Follow-ups to #3436

lightning-liquidity/README.md

@@ -2,13 +2,18 @@
 
 The goal of this crate is to provide types and primitives to integrate a spec-compliant LSP with an LDK-based node. To this end, this crate provides client-side as well as service-side logic to implement the [LSP specifications].
 
+**Note**: Service-side support is currently considered "beta", i.e., not fully
+ready for production use.
+
 Currently the following specifications are supported:
 - [LSPS0] defines the transport protocol with the LSP over which the other protocols communicate.
 - [LSPS1] allows to order Lightning channels from an LSP. This is useful when the client needs
 inbound Lightning liquidity for which they are willing and able to pay in bitcoin.
-- [LSPS2] allows to generate a special invoice for which, when paid, an LSP will open a "just-in-time".
-This is useful for the initial on-boarding of clients as the channel opening fees are deducted
-from the incoming payment, i.e., no funds are required client-side to initiate this flow.
+- [LSPS2] allows to generate a special invoice for which, when paid, an LSP
+  will open a "just-in-time" channel. This is useful for the initial
+  on-boarding of clients as the channel opening fees are deducted from the
+  incoming payment, i.e., no funds are required client-side to initiate this
+  flow.
 
 To get started, you'll want to setup a `LiquidityManager` and configure it to be the `CustomMessageHandler` of your LDK node. You can then call `LiquidityManager::lsps1_client_handler` / `LiquidityManager::lsps2_client_handler`, or `LiquidityManager::lsps2_service_handler`, to access the respective client-side or service-side handlers.
 

lightning-liquidity/src/lib.rs

@@ -10,13 +10,17 @@
 
 //! The goal of this crate is to provide types and primitives to integrate a spec-compliant LSP with an LDK-based node. To this end, this crate provides client-side as well as service-side logic to implement the [LSP specifications].

### Coordinate annotation entries:
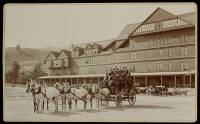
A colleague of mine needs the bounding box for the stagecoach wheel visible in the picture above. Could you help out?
[101,97,109,106]
[128,91,136,105]
[115,94,123,106]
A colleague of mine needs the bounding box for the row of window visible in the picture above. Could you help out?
[83,63,188,74]
[85,57,96,64]
[85,47,188,64]
[44,59,68,67]
[85,48,98,55]
[148,47,188,58]
[135,18,188,33]
[149,35,187,48]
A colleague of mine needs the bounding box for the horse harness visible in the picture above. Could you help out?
[70,91,85,101]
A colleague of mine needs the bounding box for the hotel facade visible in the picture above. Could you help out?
[40,8,197,88]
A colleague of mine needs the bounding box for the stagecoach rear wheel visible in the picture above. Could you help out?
[115,94,123,106]
[101,96,110,106]
[128,91,136,105]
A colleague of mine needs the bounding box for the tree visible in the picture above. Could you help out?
[16,44,21,50]
[5,61,20,84]
[31,63,46,80]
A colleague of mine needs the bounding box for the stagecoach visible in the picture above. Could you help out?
[99,69,136,106]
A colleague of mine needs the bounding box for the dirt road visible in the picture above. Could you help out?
[3,87,196,122]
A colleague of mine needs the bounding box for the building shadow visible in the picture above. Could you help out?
[46,110,78,117]
[76,108,104,113]
[104,105,173,111]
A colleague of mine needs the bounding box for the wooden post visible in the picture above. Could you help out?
[145,76,147,87]
[174,75,176,88]
[190,74,192,88]
[183,75,185,88]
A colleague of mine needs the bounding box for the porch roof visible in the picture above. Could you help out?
[39,70,195,79]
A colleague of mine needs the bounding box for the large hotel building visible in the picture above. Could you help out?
[40,8,197,88]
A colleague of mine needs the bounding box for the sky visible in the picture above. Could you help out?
[3,3,196,48]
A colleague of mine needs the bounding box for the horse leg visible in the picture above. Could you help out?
[64,96,67,110]
[75,100,77,109]
[90,99,92,108]
[33,100,36,112]
[84,100,87,109]
[42,100,44,110]
[68,100,72,110]
[61,96,64,110]
[47,99,49,110]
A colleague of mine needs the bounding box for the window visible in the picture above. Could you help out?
[148,50,151,58]
[156,64,160,71]
[159,50,162,56]
[135,23,155,33]
[181,48,184,56]
[156,22,161,30]
[149,40,153,47]
[132,40,136,48]
[131,52,136,60]
[168,63,172,71]
[181,47,188,56]
[156,63,163,71]
[181,63,188,71]
[180,35,187,43]
[184,47,188,55]
[168,49,172,56]
[160,64,163,71]
[147,65,151,72]
[85,58,88,64]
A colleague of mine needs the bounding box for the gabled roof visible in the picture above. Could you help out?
[59,49,71,57]
[46,51,60,59]
[130,7,192,34]
[177,12,195,25]
[143,7,177,23]
[85,44,92,49]
[75,39,115,49]
[74,46,84,50]
[92,43,102,48]
[116,22,141,40]
[112,8,195,47]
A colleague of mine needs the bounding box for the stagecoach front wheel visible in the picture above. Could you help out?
[128,91,136,105]
[115,94,123,106]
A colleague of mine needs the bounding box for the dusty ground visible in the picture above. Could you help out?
[3,87,197,122]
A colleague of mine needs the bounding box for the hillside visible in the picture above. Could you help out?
[5,47,50,71]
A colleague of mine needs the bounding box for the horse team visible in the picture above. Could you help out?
[26,79,110,113]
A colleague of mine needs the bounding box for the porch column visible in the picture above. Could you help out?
[190,74,192,88]
[174,75,176,88]
[145,76,147,87]
[183,75,185,88]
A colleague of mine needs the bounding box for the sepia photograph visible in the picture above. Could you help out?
[3,2,197,122]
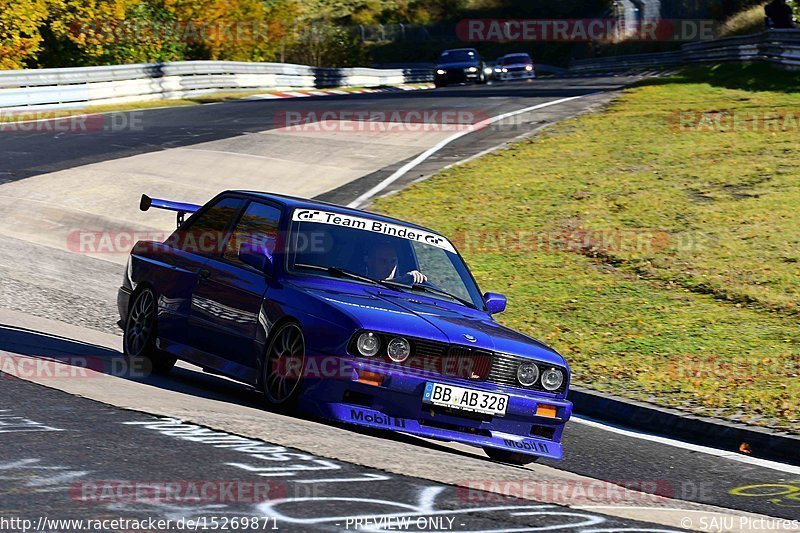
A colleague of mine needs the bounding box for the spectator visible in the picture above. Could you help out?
[764,0,794,28]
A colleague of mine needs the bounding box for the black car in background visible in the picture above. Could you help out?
[433,48,486,87]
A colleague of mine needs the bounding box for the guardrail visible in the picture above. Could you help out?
[570,29,800,72]
[0,61,433,111]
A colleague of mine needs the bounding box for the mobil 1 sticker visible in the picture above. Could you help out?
[292,209,456,253]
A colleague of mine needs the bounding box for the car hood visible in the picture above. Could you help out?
[436,61,480,68]
[294,278,566,366]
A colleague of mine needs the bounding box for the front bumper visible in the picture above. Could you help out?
[300,359,572,459]
[433,69,481,85]
[494,71,536,81]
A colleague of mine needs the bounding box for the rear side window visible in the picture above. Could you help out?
[223,202,281,262]
[170,198,244,256]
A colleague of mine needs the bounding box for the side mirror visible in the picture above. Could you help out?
[237,242,272,274]
[483,292,508,315]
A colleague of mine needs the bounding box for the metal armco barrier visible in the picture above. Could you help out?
[0,61,433,111]
[570,29,800,72]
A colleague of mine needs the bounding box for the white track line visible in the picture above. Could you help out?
[570,415,800,475]
[347,91,602,207]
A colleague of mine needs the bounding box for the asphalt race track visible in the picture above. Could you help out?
[0,77,800,532]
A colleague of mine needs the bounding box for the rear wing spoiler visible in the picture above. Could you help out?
[139,194,202,227]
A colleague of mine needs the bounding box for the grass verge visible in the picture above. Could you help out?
[374,62,800,433]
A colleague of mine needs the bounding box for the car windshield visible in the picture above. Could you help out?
[287,209,485,309]
[500,55,533,65]
[439,50,477,63]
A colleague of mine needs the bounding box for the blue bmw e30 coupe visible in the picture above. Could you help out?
[118,191,572,464]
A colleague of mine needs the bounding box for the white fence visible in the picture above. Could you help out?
[570,29,800,72]
[0,61,432,111]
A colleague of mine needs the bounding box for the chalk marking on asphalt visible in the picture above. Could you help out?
[347,91,604,207]
[570,415,800,474]
[291,474,392,483]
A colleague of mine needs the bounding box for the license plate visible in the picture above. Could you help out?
[422,383,508,416]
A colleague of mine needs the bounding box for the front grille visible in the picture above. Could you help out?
[489,353,521,387]
[348,332,567,394]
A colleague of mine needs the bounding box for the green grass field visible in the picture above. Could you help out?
[373,66,800,433]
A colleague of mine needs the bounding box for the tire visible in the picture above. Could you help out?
[261,322,306,411]
[483,447,539,466]
[122,288,176,374]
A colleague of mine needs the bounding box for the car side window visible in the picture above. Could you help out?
[411,241,472,300]
[170,198,244,256]
[222,202,281,263]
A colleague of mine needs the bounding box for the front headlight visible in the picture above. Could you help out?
[386,337,411,363]
[356,331,381,357]
[517,363,539,387]
[542,368,564,391]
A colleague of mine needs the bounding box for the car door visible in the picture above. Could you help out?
[189,201,281,383]
[149,197,245,344]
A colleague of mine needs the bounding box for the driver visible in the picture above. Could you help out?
[367,242,428,284]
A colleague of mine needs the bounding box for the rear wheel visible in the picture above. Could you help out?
[122,289,176,374]
[483,447,539,466]
[261,322,306,409]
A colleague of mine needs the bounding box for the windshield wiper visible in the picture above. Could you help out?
[383,279,478,309]
[294,263,383,285]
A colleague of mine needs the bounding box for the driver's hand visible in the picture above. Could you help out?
[407,270,428,284]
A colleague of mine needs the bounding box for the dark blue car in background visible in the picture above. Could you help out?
[118,191,572,464]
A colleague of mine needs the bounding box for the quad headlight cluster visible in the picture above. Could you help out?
[356,331,411,363]
[517,363,564,391]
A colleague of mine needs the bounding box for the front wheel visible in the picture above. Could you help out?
[122,289,176,374]
[261,322,306,410]
[483,447,539,466]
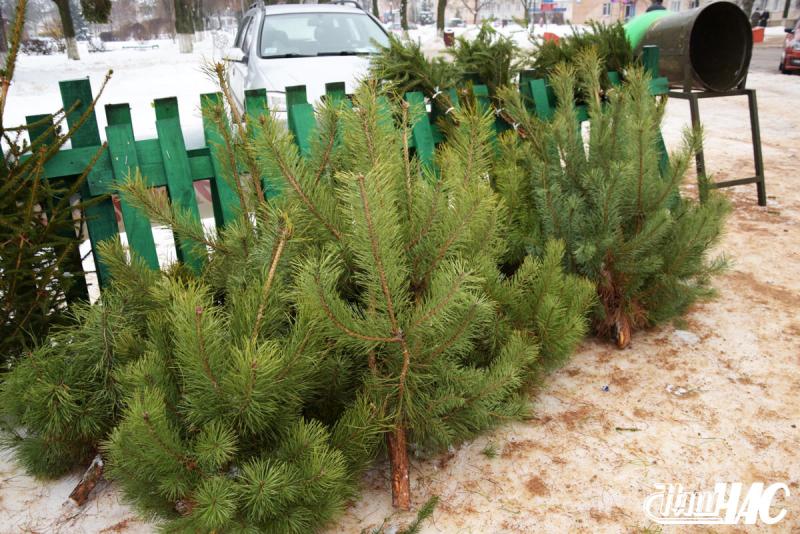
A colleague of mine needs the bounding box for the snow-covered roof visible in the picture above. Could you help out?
[264,4,364,15]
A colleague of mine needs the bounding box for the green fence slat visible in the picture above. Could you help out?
[244,89,268,124]
[472,84,492,112]
[106,104,133,126]
[529,79,555,120]
[154,97,205,272]
[200,93,242,228]
[58,78,118,288]
[286,85,317,157]
[404,92,436,169]
[325,82,347,101]
[244,89,288,200]
[519,70,536,112]
[106,104,159,270]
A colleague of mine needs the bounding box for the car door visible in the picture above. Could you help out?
[228,15,255,110]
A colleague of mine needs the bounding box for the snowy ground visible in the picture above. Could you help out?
[0,28,800,534]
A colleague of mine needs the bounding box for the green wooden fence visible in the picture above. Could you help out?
[21,47,668,300]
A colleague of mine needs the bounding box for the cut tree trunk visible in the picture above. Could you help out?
[66,37,81,61]
[178,33,194,54]
[386,425,411,510]
[53,0,81,60]
[69,454,104,506]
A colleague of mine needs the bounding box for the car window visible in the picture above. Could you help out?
[241,17,256,54]
[260,13,389,58]
[233,17,253,48]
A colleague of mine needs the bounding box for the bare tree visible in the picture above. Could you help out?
[461,0,494,24]
[53,0,81,60]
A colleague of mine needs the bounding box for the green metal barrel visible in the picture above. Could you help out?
[625,1,753,92]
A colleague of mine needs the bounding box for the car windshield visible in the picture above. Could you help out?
[260,13,389,58]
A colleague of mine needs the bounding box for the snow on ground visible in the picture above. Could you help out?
[0,28,800,534]
[4,34,232,148]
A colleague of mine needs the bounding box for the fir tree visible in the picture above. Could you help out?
[0,0,108,370]
[528,21,635,100]
[494,51,728,347]
[0,68,593,533]
[257,86,591,508]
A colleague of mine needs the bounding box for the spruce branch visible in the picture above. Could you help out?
[250,214,292,343]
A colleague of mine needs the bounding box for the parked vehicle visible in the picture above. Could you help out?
[226,3,389,113]
[447,18,467,28]
[778,19,800,74]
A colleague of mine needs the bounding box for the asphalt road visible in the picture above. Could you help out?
[750,46,781,74]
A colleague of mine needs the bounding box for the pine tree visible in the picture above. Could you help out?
[257,86,592,508]
[527,21,635,96]
[494,51,728,347]
[0,68,593,533]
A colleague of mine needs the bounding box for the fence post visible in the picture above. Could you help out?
[244,89,281,200]
[25,113,89,302]
[200,93,242,229]
[58,78,118,288]
[286,85,317,157]
[154,97,205,272]
[642,45,669,176]
[106,104,158,270]
[403,92,436,170]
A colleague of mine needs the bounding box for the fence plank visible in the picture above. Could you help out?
[325,82,347,102]
[642,45,669,176]
[404,92,436,169]
[25,113,89,302]
[58,78,118,288]
[106,104,159,270]
[154,97,205,272]
[200,93,242,228]
[286,85,317,157]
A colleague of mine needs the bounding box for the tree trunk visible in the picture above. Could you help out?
[53,0,81,60]
[175,0,194,54]
[0,0,7,69]
[436,0,447,34]
[386,425,411,510]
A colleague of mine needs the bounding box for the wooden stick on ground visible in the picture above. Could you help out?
[69,454,104,506]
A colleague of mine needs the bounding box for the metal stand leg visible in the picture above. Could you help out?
[668,88,767,206]
[689,93,706,180]
[747,89,767,206]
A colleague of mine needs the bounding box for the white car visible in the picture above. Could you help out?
[226,2,389,114]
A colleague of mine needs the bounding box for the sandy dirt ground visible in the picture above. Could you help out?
[0,54,800,534]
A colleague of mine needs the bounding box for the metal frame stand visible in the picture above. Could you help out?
[668,88,767,206]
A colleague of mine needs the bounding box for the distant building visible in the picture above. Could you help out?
[571,0,800,26]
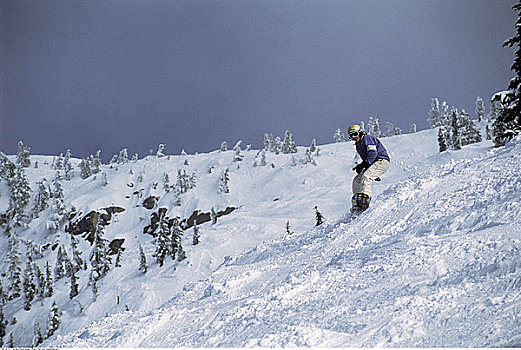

### TASK BRIEF:
Can you reproduce the diff word for word, starting with "lightning-liquidity/README.md" and going on through "other protocols communicate."?

### RESULT OF THE EXERCISE:
lightning-liquidity/README.md

@@ -2,13 +2,18 @@
 
 The goal of this crate is to provide types and primitives to integrate a spec-compliant LSP with an LDK-based node. To this end, this crate provides client-side as well as service-side logic to implement the [LSP specifications].
 
+**Note**: Service-side support is currently considered "beta", i.e., not fully
+ready for production use.
+
 Currently the following specifications are supported:
 - [LSPS0] defines the transport protocol with the LSP over which the other protocols communicate.